▸ Written request: Render the records from their start through the line containing "of the grass" as a JSON list of strings, one string per line, leaving out any blank lines.

▸ Provided data:

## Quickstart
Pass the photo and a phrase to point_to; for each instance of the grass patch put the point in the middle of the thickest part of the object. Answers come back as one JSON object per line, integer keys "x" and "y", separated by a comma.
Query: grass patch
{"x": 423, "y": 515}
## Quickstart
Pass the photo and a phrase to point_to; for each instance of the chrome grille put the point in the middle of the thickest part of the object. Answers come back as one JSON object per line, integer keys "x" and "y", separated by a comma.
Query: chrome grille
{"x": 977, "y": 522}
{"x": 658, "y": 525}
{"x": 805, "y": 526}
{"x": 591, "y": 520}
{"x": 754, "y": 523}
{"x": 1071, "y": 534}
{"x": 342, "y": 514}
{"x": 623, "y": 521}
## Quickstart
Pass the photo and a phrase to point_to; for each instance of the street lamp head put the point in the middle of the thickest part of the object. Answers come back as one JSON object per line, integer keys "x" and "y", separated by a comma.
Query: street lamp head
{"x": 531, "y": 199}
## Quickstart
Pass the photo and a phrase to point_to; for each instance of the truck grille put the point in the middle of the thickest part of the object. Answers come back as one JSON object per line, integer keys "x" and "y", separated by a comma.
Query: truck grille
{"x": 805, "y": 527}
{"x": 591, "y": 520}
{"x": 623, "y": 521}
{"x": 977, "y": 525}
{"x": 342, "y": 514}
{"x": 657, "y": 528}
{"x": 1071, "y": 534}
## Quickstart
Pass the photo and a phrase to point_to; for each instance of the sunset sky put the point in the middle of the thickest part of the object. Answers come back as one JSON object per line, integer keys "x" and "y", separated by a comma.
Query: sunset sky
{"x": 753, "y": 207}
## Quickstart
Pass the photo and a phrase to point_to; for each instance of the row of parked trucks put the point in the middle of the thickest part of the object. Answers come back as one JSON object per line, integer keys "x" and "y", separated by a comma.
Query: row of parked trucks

▸ Result for this task:
[
  "## Quickstart",
  "Pass the photo and a phrase to point_to; for each instance of the grass patch put the point in the middle of the thickest part of the object. Answers come back as one JSON object per line, integer keys \"x\" and \"y\", separated by a comma."
]